**Instructions for the task:** Report how many lines in the rows below contain the string "rings"; give only the number.

——

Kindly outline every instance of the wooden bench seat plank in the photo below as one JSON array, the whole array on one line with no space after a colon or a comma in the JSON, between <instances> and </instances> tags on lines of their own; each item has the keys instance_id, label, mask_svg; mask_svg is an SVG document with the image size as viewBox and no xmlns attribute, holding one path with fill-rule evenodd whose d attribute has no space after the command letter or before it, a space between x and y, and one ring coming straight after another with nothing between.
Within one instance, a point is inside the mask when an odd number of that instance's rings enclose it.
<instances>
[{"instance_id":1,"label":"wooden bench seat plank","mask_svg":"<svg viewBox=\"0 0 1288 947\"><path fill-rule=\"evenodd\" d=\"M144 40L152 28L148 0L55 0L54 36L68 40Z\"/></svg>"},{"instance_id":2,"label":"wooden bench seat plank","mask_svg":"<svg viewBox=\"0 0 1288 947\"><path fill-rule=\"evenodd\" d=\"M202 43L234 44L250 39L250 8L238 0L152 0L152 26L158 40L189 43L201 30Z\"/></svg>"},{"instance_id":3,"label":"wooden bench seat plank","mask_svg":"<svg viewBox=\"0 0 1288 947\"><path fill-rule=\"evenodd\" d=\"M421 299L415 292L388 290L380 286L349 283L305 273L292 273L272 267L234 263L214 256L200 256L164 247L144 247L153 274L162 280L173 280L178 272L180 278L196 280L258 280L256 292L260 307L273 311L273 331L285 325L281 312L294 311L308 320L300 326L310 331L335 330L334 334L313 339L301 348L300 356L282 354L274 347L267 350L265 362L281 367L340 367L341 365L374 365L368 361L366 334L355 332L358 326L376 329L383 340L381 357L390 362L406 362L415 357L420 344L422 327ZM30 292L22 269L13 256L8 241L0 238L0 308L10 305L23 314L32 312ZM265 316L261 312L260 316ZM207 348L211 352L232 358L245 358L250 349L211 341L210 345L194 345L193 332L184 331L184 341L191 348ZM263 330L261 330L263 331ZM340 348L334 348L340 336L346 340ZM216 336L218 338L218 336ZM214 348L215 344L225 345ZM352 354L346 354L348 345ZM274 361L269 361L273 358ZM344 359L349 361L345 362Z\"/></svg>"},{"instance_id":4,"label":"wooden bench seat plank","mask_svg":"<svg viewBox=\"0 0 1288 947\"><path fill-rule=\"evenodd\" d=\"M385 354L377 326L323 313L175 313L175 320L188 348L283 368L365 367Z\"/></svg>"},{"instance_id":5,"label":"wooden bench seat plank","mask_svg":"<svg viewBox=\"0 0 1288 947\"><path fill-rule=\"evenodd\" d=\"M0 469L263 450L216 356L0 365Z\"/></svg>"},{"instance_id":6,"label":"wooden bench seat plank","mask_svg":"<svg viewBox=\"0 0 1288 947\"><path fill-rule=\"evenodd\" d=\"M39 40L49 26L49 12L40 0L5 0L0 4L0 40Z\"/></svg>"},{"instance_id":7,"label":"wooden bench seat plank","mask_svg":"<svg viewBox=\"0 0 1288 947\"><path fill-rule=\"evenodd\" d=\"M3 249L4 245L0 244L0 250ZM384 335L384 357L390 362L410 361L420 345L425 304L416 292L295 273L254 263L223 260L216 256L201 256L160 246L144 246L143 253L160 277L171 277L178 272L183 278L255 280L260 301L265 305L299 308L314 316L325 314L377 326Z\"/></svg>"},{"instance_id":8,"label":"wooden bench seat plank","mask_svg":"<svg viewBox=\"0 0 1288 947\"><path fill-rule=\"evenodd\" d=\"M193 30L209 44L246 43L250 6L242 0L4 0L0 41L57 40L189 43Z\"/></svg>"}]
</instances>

——

**Answer to the task:** 1